Source passage:
---------------

Berlinale’s beloved German auteur, Christian Petzold returns to the festival two years after the critically-loved Transit, to compete with his latest, Undine. While Undine is set in dream-like modern-day Berlin, Transit stripped a World War II story off its period setting, in tandem with his penchant for ghostly figures. “When you have the past and contemporary moment in the same place, you start thinking about what is happening to Europe and why racists are everywhere,” he had said after the première of Transit at the 2018 Berlinale. His earlier works Barbara, Yella and Ghosts had also competed for the Golden Bear.
No Indian entry
It is interesting to note that amidst smaller changes brought in by the new leadership, there is a conspicuous absence of Netflix films in competition. The American streaming giant has often found itself at loggerheads with top-league European film festivals like Cannes and Berlinale. But among the big American studios, Pixar’s Onward, will have its world première at the festival.

---------------

Data section:
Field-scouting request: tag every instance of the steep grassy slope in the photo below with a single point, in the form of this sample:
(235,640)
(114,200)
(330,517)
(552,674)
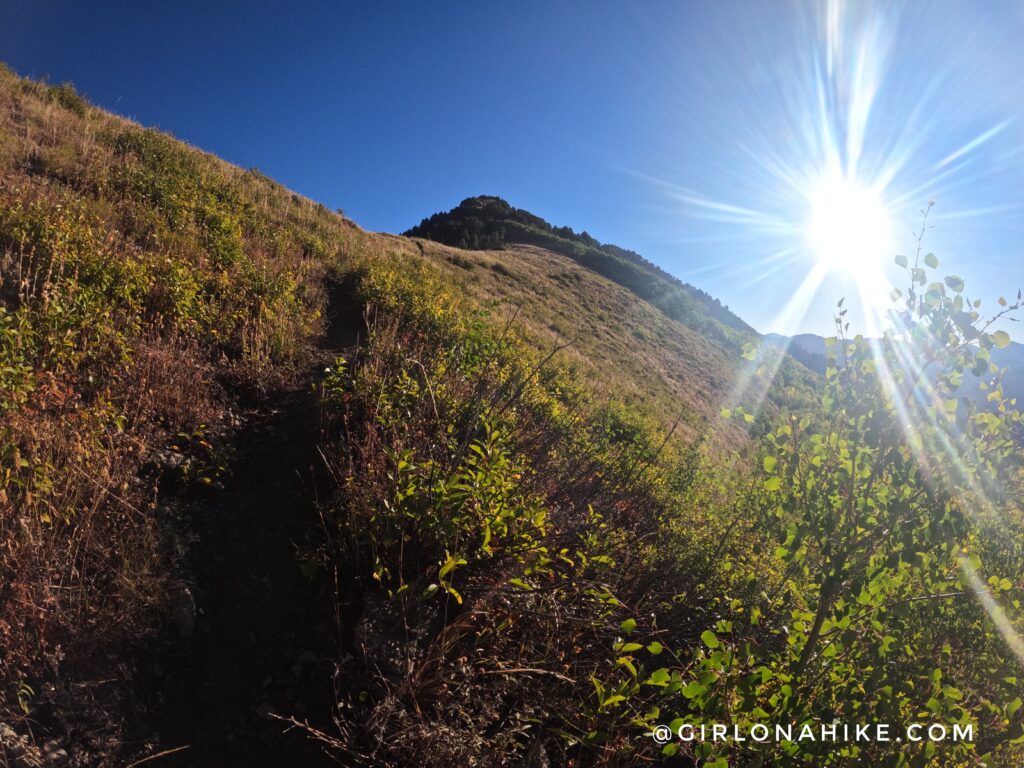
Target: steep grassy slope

---------------

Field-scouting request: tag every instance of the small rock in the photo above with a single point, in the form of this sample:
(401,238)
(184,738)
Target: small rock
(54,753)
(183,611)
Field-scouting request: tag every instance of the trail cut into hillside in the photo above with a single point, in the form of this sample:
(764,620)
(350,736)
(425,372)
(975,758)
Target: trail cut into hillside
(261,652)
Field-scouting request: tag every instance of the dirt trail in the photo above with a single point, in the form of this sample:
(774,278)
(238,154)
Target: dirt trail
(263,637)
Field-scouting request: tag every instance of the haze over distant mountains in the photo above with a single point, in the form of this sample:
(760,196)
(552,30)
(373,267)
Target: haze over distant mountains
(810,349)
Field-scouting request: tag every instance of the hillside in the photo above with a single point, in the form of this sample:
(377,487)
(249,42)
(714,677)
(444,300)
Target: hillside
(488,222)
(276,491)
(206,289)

---------------

Written exercise 1:
Decide whether each statement agrees with the Berlinale article: (a) Transit had its première at the 2018 Berlinale; (b) Undine is set during World War II; (c) Netflix films are well represented in competition. Answer yes or no for each, and quote the deciding words of the article.
Written exercise 2:
According to the Berlinale article, which Pixar film will have its world première at the festival?
Written exercise 3:
Write the next paragraph of the Berlinale article, picking up after its last sentence.
The records come from a separate source.

Written reply 1:
(a) Yes: "after the première of Transit at the 2018 Berlinale"
(b) No: "Undine is set in dream-like modern-day Berlin"
(c) No: "there is a conspicuous absence of Netflix films in competition"

Written reply 2:
Onward.

Written reply 3:
Although, there’s no Indian film in competition, Prateek Vats’ Eeb Allay Ooo!, Pushpendra Singh’s Laila Aur Saat Geet and Akshay Indikar’s Sthalpuran — Chronicle of Space are part of sections like Panorama and Encounters. Hong Sangsoo’s Domangchin yeoja (The Woman Who Ran) from the Republic of Korea and Tsai Ming-Liang’s Rizi (Days) from Taiwan are representing Asian cinema in competition.
A still from The Assistant
To be more gender-inclusive, the festival had pledged 5050×2020 last year, a gender-parity movement which aims to foster better gender ratio at film festivals. Among the competing films, six are directed or co-directed by women, a step down from seven last year. Interestingly, two of these six films, Eliza Hittman’s Never Rarely Sometimes Always and Kelly Reichardt’s First Cow, are not world premières, an unusual scenario for Berlinale. Beyond competition films, sexuality and gender have been an integral part of the festival’s Panorama section, often highlighting the various intersections of identity politics. This year, migration, the idea of home, exploitation of our planet and queer identities are the dominant themes. “The programme is emblematic of the urgency for political action and civil disobedience,” observes Panorama head, Michael Stütz. Kitty Green’s The Assistant, for instance, delves into the #MeToo movement in the entertainment industry and David France’s bold documentary, Welcome to Chechnya chronicles the systemic persecution of queer people by the Chechen authorities, in homophobic present-day Russia.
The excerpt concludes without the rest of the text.